Exercise: Without the images, reproduce every entry exactly.

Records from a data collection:

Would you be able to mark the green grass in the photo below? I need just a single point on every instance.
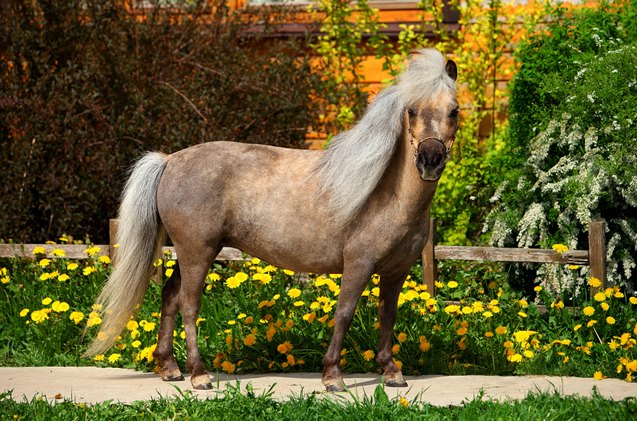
(257, 318)
(236, 406)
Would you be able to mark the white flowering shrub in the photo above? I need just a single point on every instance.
(579, 160)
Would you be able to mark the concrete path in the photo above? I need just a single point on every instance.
(92, 384)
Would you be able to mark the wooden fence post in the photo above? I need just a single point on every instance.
(597, 252)
(113, 224)
(429, 266)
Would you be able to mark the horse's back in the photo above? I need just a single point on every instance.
(261, 199)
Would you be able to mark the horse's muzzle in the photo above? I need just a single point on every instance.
(431, 158)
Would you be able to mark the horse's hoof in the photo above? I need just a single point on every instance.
(175, 378)
(201, 382)
(203, 386)
(396, 383)
(334, 388)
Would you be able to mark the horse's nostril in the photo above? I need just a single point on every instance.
(437, 159)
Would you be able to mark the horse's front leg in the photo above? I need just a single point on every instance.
(355, 277)
(194, 264)
(390, 288)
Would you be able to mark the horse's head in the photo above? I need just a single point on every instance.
(430, 126)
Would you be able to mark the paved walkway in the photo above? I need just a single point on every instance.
(92, 384)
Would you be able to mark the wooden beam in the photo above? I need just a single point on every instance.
(113, 224)
(597, 252)
(429, 266)
(503, 254)
(71, 251)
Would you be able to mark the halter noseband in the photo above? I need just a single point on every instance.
(447, 149)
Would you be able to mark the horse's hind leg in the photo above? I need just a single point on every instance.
(194, 265)
(164, 351)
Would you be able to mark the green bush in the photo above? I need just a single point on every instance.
(571, 152)
(86, 86)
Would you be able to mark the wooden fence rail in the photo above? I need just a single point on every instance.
(595, 256)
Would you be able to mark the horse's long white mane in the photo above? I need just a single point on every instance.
(356, 160)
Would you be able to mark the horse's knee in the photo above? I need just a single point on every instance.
(384, 357)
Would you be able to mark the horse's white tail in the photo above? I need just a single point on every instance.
(140, 236)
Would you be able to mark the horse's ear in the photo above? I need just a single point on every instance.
(452, 69)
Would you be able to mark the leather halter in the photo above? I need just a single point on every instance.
(447, 149)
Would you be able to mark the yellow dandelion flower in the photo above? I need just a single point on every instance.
(39, 250)
(93, 321)
(250, 339)
(600, 296)
(284, 347)
(232, 282)
(76, 317)
(58, 252)
(92, 251)
(60, 307)
(515, 358)
(38, 316)
(294, 293)
(452, 309)
(559, 248)
(88, 270)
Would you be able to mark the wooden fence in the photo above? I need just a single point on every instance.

Output for this task:
Would you be able to mark the green grass in the photo below? I need just a single point on every instance.
(257, 318)
(236, 406)
Would you be able to mark the white flowering shrub in the photo above? I need just a single point on every instance.
(579, 160)
Would you be able to mark the concrete path in the photo above? I need just a single point on every instance.
(92, 384)
Would you be able to mark the wooden fence post in the photo above? I need just a single point on every instance.
(597, 252)
(113, 224)
(429, 266)
Would you be able to mark the horse's back in the photo above? I need just a single point on every instance.
(261, 199)
Would you be able to mark the horse's muzzle in the photo above? I need just a single point on every instance.
(431, 158)
Would you be able to mark the horse's hoof in the photo above? I need just a single point on every instance.
(175, 378)
(201, 382)
(203, 386)
(396, 383)
(334, 388)
Would you be able to mark the horse's nostril in the photo above? I need just a single point on every instance.
(437, 159)
Would you be able to mark the horse's front leg in the photo above? I need just a single point on every instance.
(355, 277)
(194, 264)
(390, 288)
Would you be able to mark the horse's head in the photo above? I need just a single point on every instance.
(430, 126)
Would you be able to mark the paved walkway in the photo above? I need just a single point on every instance.
(92, 384)
Would you be able to mark the wooden beam in the photo above? I need just a single point on every instance.
(113, 224)
(597, 252)
(429, 266)
(503, 254)
(71, 251)
Would you be able to mark the halter noseband in the photo above? I need just a single point on every instance.
(447, 149)
Would you be able to mark the horse's hind leg in the photo above? I need just a single point on every instance.
(194, 265)
(164, 351)
Would you be able to mark the green bush in the photo above? I need just a single point on every instance.
(571, 152)
(86, 86)
Would you be able to mark the wooden fence rail in the photo above? I need just a single point on every instance.
(595, 256)
Would you be able to mark the horse's long white mane in the photo above? I need just a single point on every instance.
(356, 160)
Would you be able to mark the horse's knee in the photo above? I need just a single point on every instance.
(384, 357)
Would you be able to mark the horse's white tail in the photo above? I need just a single point on every instance.
(140, 236)
Would you be able to mark the horse's ear in the photo above? I need just a single point on every instance.
(452, 69)
Would you be able to mark the leather halter in the photo above? I need just a single point on every instance.
(447, 149)
Would you be able to mark the yellow dandelion flower in the photo above? I need just a single point on every instance.
(39, 250)
(93, 321)
(250, 339)
(600, 296)
(284, 347)
(232, 282)
(76, 317)
(58, 252)
(92, 251)
(60, 307)
(515, 358)
(38, 316)
(294, 293)
(452, 309)
(559, 248)
(88, 270)
Would you be able to mark the wooden fence in the photo above? I need just a single point on every instance.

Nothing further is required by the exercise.